> _Text section_:
===============

Jazz, Toni Morrison's newest novel, is yet another example of the author's genius. Her technical mastery at mixing myth with metaphor, folklore with fable, poetry and taunt, lyrical narrative with political polemic has gained her recognition not only as a great American writer but also as one of the most provocative scribes in these modern times.

From The Bluest Eye, written two decades ago, to Beloved, for which she was awarded the Pulitzer Prize for fiction in 1988, Morrison has mined the particulars of the black experience. Her novels spin out poignant portrayals of characters forced to acknowledge the wages of sin, the price of pride and prejudice, and the cost of suffering, betrayal, alienation, loss, yearning, and unrequited love. To read a Morrison novel is to become engaged in a world of the tragic and the revelatory, to prod (sometimes vigorously) at the soft dimple of human frailty, and to occasion characters as grooved in the noble quest for self-definition as they are determined to find comfort in commitment and community.

Her prose, undergirded by an Afro-magical realism, is an intoxicating expression of a poetic pre-lingualism where thought, memory, and image supersede the niceties of syntax. In short, Morrison is in charge of a profound literary verve, sitting erect, like some priestess, among the best of our current storytellers. Anyone seriously doubting her superior talents need simply ponder the definition of what constitutes literary genius and then include her name. Case closed.

Yet Morrison's novels, peopled by bleak, constricted characters whose outcomes are as drear as their beginnings, are often unsettling upon digestion. The pain and perversities of the people in her novels are dissected and magnified in an almost actionless narrative. Moral, political, and spiritual growth seem always impeded under the weight of an obliquely stated and foreboding determinism.

Jazz, a novel set in the 1920s, falls directly into this Morrisonian mode: It is a book precisely and magnificently drawn, but lacking an entirely rounded assessment of the human capacity for joy, psychological autonomy, and true affection between individuals.

Joe and Violet Trace are the book's two central characters. Their marriage and pilgrimage from the rural sharecropper's life of the South to the bright lights and broad streets of New York City are chronicled. Joe, a 50-year-old cosmetics salesman, murders Dorcus Manfred, a teen-age paramour, for fear of losing her. This event tosses Joe and Violet (a free-lance hair dresser who attacks Dorcus' corpse during the funeral service) into a matrix of memory, retribution, and quest for renewal.

===============

> _What you will do_:
(1) Answer these questions about the review:
(a) For which novel did Morrison receive the Pulitzer Prize for fiction, and in what year?
(b) In what decade is Jazz set?
(c) What is Joe Trace's occupation?
(2) Reproduce word for word the passage of the review between "Her prose, undergirded" and "name. Case closed.", inclusive.
Answer using only the review above.

===============

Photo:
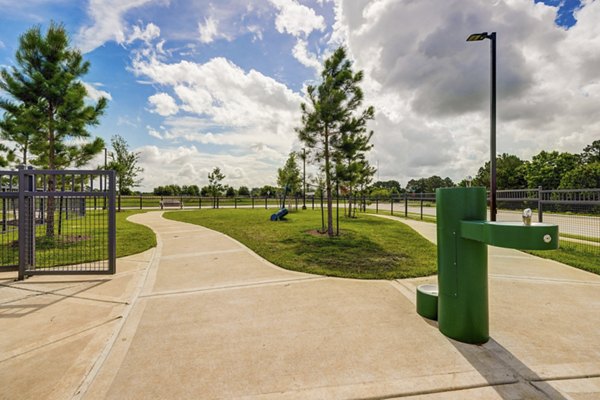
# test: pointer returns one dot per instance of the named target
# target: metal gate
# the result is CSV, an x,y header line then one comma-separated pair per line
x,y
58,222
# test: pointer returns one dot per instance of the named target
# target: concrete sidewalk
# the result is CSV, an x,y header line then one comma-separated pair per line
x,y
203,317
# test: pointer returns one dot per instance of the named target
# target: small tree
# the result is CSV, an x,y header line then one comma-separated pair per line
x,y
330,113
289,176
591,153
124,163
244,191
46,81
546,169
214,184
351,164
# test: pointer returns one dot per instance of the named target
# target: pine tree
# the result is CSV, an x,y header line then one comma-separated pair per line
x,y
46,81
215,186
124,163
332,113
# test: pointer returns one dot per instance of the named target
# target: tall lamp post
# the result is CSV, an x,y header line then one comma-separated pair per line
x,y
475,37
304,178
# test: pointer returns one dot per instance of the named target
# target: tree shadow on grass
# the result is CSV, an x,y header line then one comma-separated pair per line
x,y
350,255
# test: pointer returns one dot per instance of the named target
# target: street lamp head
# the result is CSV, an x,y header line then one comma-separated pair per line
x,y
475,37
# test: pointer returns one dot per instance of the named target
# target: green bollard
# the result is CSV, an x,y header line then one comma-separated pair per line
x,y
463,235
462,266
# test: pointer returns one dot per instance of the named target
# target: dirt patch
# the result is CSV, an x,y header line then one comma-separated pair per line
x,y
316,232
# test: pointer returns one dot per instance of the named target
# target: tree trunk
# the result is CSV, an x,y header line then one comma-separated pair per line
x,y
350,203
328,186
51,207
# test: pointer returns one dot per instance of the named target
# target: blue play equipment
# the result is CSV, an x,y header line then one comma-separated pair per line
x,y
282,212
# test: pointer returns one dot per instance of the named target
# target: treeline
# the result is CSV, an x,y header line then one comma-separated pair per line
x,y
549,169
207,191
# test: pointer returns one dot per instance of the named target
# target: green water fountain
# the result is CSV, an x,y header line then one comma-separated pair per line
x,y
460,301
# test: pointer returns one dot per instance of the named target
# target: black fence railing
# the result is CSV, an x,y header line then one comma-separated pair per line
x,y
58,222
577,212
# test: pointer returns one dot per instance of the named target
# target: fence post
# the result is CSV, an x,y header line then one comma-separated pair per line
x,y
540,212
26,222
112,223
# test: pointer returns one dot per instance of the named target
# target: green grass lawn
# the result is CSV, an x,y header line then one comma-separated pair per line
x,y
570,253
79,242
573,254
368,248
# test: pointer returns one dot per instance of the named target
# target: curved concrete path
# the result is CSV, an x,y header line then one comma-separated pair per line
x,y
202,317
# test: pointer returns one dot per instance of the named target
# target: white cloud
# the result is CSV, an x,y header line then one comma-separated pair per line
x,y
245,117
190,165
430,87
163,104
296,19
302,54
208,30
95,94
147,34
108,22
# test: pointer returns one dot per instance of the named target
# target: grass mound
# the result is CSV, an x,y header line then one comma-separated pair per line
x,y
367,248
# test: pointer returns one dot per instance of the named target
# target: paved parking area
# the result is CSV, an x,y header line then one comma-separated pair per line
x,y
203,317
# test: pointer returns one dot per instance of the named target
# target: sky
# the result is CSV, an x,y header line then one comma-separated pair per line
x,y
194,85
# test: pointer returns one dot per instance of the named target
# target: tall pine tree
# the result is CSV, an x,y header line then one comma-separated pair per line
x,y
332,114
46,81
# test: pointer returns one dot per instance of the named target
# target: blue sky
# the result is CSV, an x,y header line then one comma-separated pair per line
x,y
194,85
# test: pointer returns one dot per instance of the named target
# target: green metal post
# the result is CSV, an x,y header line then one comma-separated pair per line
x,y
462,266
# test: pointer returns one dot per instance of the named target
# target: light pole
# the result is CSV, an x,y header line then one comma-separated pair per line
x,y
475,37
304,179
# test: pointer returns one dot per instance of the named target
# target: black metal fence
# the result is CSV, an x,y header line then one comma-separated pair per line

===============

> _Answers to the exercises_:
(1)
(a) Beloved, in 1988.
(b) The 1920s.
(c) He is a cosmetics salesman.

(2)
Her prose, undergirded by an Afro-magical realism, is an intoxicating expression of a poetic pre-lingualism where thought, memory, and image supersede the niceties of syntax. In short, Morrison is in charge of a profound literary verve, sitting erect, like some priestess, among the best of our current storytellers. Anyone seriously doubting her superior talents need simply ponder the definition of what constitutes literary genius and then include her name. Case closed.